### Supplied information

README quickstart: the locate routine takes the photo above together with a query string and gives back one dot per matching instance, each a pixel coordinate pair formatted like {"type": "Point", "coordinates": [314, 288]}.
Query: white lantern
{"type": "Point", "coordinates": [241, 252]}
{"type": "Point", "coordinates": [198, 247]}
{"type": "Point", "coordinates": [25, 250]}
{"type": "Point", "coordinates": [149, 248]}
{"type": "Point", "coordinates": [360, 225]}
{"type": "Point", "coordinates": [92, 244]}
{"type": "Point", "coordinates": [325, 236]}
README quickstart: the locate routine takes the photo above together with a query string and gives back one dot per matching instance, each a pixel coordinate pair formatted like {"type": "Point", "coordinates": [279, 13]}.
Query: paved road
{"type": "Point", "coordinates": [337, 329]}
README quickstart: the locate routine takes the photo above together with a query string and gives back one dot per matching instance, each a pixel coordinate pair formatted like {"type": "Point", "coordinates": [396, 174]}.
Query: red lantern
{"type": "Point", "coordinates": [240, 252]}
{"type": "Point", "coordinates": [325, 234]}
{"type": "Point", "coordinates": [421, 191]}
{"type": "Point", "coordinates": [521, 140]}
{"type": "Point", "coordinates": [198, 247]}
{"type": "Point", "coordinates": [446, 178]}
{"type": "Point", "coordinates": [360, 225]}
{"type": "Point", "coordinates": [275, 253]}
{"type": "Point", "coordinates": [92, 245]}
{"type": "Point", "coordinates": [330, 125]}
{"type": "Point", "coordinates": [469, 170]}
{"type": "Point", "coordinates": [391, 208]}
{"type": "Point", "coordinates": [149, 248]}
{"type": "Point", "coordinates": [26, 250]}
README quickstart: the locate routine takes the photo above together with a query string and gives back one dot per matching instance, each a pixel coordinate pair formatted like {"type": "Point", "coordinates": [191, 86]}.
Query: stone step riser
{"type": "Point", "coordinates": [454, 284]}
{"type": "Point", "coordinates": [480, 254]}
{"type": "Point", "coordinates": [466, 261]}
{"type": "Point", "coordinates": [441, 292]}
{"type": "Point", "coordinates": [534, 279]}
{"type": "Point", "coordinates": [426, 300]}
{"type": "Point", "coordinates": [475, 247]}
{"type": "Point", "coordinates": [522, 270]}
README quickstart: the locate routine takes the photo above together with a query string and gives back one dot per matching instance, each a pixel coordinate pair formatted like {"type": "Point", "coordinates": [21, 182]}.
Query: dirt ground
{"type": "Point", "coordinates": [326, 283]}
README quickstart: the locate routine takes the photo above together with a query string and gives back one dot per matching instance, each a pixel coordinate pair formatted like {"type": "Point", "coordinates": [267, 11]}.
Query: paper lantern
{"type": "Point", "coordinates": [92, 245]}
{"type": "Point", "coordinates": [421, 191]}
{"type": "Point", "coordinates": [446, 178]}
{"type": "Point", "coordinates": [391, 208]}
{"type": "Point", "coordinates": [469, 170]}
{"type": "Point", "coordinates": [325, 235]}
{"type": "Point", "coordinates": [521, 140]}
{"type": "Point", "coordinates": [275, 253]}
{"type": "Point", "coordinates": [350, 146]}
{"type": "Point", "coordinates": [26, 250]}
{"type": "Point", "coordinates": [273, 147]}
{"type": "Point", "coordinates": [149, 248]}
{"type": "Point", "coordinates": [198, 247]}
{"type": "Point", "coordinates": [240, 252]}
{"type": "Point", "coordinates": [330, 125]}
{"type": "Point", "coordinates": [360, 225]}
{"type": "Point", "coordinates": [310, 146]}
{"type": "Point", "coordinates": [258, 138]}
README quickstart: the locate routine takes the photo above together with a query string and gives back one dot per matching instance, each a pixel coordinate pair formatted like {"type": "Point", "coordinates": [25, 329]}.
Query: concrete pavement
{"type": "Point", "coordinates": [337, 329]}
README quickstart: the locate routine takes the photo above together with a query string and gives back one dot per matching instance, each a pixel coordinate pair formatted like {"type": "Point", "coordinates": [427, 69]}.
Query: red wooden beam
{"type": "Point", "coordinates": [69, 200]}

######

Your goal = All the lines above need to be printed again, exactly.

Task response =
README quickstart: the locate routine takes the photo above together with a query string and gives back one dot per matching instance, each a pixel coordinate pair formatted like {"type": "Point", "coordinates": [314, 288]}.
Query: white lantern
{"type": "Point", "coordinates": [241, 252]}
{"type": "Point", "coordinates": [198, 247]}
{"type": "Point", "coordinates": [25, 250]}
{"type": "Point", "coordinates": [149, 248]}
{"type": "Point", "coordinates": [360, 225]}
{"type": "Point", "coordinates": [92, 244]}
{"type": "Point", "coordinates": [325, 236]}
README quickstart: the locate routine takes the photo above together with a query string and gives back one dot per matching instance, each a pixel coordinate pair formatted like {"type": "Point", "coordinates": [279, 13]}.
Query: paved road
{"type": "Point", "coordinates": [337, 329]}
README quickstart: the locate routine takes the photo above together with a query string and gives back one dot per matching instance, each a pixel coordinate pair formatted like {"type": "Point", "coordinates": [396, 174]}.
Query: red lantern
{"type": "Point", "coordinates": [240, 252]}
{"type": "Point", "coordinates": [325, 234]}
{"type": "Point", "coordinates": [421, 191]}
{"type": "Point", "coordinates": [521, 140]}
{"type": "Point", "coordinates": [198, 247]}
{"type": "Point", "coordinates": [446, 178]}
{"type": "Point", "coordinates": [360, 225]}
{"type": "Point", "coordinates": [275, 253]}
{"type": "Point", "coordinates": [92, 245]}
{"type": "Point", "coordinates": [330, 125]}
{"type": "Point", "coordinates": [469, 170]}
{"type": "Point", "coordinates": [391, 208]}
{"type": "Point", "coordinates": [149, 248]}
{"type": "Point", "coordinates": [26, 250]}
README quickstart: the locate routine takes the photo above together with a query string and gives back one dot per matching instance, each a pixel coordinate pair formatted like {"type": "Point", "coordinates": [191, 86]}.
Query: stone step riser
{"type": "Point", "coordinates": [454, 284]}
{"type": "Point", "coordinates": [480, 254]}
{"type": "Point", "coordinates": [466, 261]}
{"type": "Point", "coordinates": [441, 292]}
{"type": "Point", "coordinates": [534, 279]}
{"type": "Point", "coordinates": [426, 300]}
{"type": "Point", "coordinates": [475, 247]}
{"type": "Point", "coordinates": [522, 270]}
README quickstart: the locate routine takes the photo above together with a query string and gives back one dot per matching instance, each a pixel coordinate pair formatted like {"type": "Point", "coordinates": [21, 182]}.
Query: dirt ground
{"type": "Point", "coordinates": [326, 283]}
README quickstart: the locate routine takes the photo above together with a query string and gives back one dot per matching instance, each a pixel coordinate pair formatted like {"type": "Point", "coordinates": [267, 11]}.
Query: paper lantern
{"type": "Point", "coordinates": [92, 245]}
{"type": "Point", "coordinates": [421, 191]}
{"type": "Point", "coordinates": [446, 178]}
{"type": "Point", "coordinates": [391, 208]}
{"type": "Point", "coordinates": [469, 170]}
{"type": "Point", "coordinates": [325, 235]}
{"type": "Point", "coordinates": [521, 140]}
{"type": "Point", "coordinates": [275, 253]}
{"type": "Point", "coordinates": [350, 146]}
{"type": "Point", "coordinates": [26, 250]}
{"type": "Point", "coordinates": [273, 147]}
{"type": "Point", "coordinates": [149, 248]}
{"type": "Point", "coordinates": [198, 247]}
{"type": "Point", "coordinates": [240, 252]}
{"type": "Point", "coordinates": [330, 125]}
{"type": "Point", "coordinates": [360, 225]}
{"type": "Point", "coordinates": [310, 146]}
{"type": "Point", "coordinates": [258, 138]}
README quickstart: the locate routine takes the photo above together with a query string and gives back one dot per matching instance, each a pixel coordinate pair formatted like {"type": "Point", "coordinates": [25, 329]}.
Query: concrete pavement
{"type": "Point", "coordinates": [337, 329]}
README quickstart: the locate routine takes the photo above together with a query string and gives back one dot per matching instance, each a pixel coordinate pair formatted like {"type": "Point", "coordinates": [427, 69]}.
Query: red wooden beam
{"type": "Point", "coordinates": [69, 200]}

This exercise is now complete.